In the winner's thread below, please give the title of the winning entry and the poster it congratulates.

-- PAGE TEXT --
▬▬▬▬▬▬▬▬▬▬
# "Sand" Winner's Thread



## Chesters Daughter (Jul 25, 2017)

Ladies and gentlemen, we have our winner. Kindly join us in slamming our palms together to celebrate *midnightpoet* for his superb winning entry, *Sandstorm*.

In addition to this month's Laureate, and a free one month FoWF subscription,Tony has the coveted honor of selecting our next prompt.



Way to go, Sir Tony! Save for PiP's entry which was a close second, you buried your competition, and with good reason, I assure you. Very fine piece of writing, me dear. Kudos for a well deserved win!


----------



## Phil Istine (Jul 26, 2017)

Indeed, it was my favourite too.  Good work, Tony.


----------



## escorial (Jul 26, 2017)

Well done


----------



## PiP (Jul 26, 2017)

Excellent poem, Tony! Well done.


----------



## sas (Jul 26, 2017)

An absolute winner of a poem. I caste only one vote, and it was yours. Magnificent! Thumbs up! Bravo! 

Forgive me if I do not enter for your prompt, in August, unless I've a poem already with it's theme.  I will be climbing The Rockies for two weeks.


----------



## Firemajic (Jul 26, 2017)

Congratulations! This poem was worthy of being the winner... mood, message, imagery and rhyme... spot on, and the second stanza was pure poetic perfection and one of your absolute best  What a pleasure to read this dark, moody poem, completely fabulous!


----------



## Phil Istine (Jul 26, 2017)

sas said:


> An absolute winner of a poem. I caste only one vote, and it was yours. Magnificent! Thumbs up! Bravo!
> 
> Forgive me if I do not enter for your prompt, in August, unless I've a poem already with it's theme.  I will be climbing The Rockies for two weeks.



If you give Tony enough cookies, he might be persuadable with the prompt.


----------



## Darkkin (Jul 26, 2017)

A truly good piece, Midnight.  Well done.


----------



## ned (Jul 27, 2017)

Salutations MP - not before time....


----------



## Nellie (Jul 27, 2017)

Well done, Tony! :thumbr:


----------
▬▬▬▬▬▬▬▬▬▬
-- GIVEN MATERIAL --
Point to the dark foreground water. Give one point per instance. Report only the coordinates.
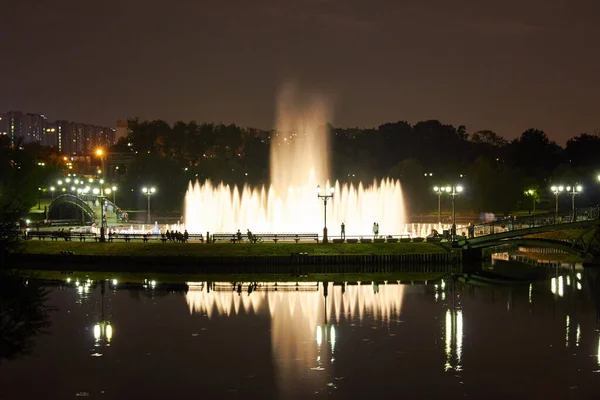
(441, 340)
▬▬▬▬▬▬▬▬▬▬
-- SOLUTION TO THIS TASK --
The winning entry is *Sandstorm*, by midnightpoet.